Copy the lines verbatim, beginning with the line that contains "wearing red shirt" and continuing through the end of the data, and only those lines.

A run of records

(begin)

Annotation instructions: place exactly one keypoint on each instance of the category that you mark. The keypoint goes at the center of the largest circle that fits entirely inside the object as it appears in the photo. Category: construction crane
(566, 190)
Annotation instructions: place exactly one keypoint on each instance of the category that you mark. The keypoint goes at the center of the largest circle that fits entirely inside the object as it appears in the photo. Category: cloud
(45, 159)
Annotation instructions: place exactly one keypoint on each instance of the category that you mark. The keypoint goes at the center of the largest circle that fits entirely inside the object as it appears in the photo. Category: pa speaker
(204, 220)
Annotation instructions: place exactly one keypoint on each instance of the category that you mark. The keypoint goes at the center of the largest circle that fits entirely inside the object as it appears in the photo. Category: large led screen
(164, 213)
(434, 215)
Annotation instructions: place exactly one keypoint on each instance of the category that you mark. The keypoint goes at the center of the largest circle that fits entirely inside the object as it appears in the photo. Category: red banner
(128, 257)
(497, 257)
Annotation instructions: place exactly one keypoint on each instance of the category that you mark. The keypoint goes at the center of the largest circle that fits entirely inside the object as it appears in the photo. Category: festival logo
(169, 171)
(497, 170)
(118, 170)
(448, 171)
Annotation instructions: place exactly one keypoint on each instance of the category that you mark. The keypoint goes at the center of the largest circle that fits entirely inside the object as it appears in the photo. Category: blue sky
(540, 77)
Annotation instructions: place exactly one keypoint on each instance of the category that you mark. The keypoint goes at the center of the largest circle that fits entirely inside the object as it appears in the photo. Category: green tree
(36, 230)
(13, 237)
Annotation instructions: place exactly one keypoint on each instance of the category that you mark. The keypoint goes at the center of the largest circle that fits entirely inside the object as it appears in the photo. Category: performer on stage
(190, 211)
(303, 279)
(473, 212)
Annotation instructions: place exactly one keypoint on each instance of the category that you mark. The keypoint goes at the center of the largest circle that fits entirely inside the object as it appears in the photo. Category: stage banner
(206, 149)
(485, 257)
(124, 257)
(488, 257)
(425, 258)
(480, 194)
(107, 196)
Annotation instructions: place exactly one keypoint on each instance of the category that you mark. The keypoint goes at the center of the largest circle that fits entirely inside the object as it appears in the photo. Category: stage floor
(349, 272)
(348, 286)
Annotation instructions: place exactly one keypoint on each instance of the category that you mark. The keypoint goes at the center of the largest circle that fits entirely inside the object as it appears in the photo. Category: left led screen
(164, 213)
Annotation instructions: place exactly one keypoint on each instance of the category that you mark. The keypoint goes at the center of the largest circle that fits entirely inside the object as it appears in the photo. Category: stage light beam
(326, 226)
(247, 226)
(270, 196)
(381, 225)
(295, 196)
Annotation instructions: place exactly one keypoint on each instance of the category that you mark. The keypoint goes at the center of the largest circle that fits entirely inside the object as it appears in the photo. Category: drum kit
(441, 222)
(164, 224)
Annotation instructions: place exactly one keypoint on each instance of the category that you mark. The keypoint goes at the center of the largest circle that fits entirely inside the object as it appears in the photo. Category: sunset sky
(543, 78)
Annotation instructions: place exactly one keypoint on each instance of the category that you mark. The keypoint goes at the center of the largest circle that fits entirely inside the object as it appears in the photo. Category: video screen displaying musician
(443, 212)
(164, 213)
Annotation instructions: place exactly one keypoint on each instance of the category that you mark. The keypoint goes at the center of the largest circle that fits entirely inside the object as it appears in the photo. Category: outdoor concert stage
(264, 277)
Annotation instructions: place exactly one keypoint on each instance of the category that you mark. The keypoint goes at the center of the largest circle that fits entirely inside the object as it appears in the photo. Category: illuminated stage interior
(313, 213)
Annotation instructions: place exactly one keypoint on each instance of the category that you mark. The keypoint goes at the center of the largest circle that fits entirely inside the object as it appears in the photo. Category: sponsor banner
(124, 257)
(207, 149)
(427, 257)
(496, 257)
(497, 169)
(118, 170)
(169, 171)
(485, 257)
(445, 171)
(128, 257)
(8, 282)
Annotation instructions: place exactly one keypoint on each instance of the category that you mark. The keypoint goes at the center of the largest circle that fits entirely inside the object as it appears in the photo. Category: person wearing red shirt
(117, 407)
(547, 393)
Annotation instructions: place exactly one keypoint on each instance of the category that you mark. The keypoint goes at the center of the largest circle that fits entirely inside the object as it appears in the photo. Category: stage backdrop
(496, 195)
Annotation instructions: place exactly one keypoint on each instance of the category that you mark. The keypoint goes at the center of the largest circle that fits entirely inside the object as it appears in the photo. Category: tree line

(end)

• **Response to the task**:
Annotation instructions: place exactly one keypoint on each instance of the category that you mark. The keypoint goes at the center of the largest circle that fits entirely inside the object as it appears in the photo. Category: person wearing red shirt
(117, 407)
(547, 393)
Annotation instructions: place exactly one keypoint on each instance of the category that you mark. The keypoint goes at the center of the largest circle that fits entirely inside the object as it appears in the photo. Category: stage backdrop
(496, 195)
Annotation instructions: place exactly one keypoint on each instance of the category that you mark. The keypoint goes at the center of the largest circle that fits entirely inside the object as it appears in the photo. Category: tree line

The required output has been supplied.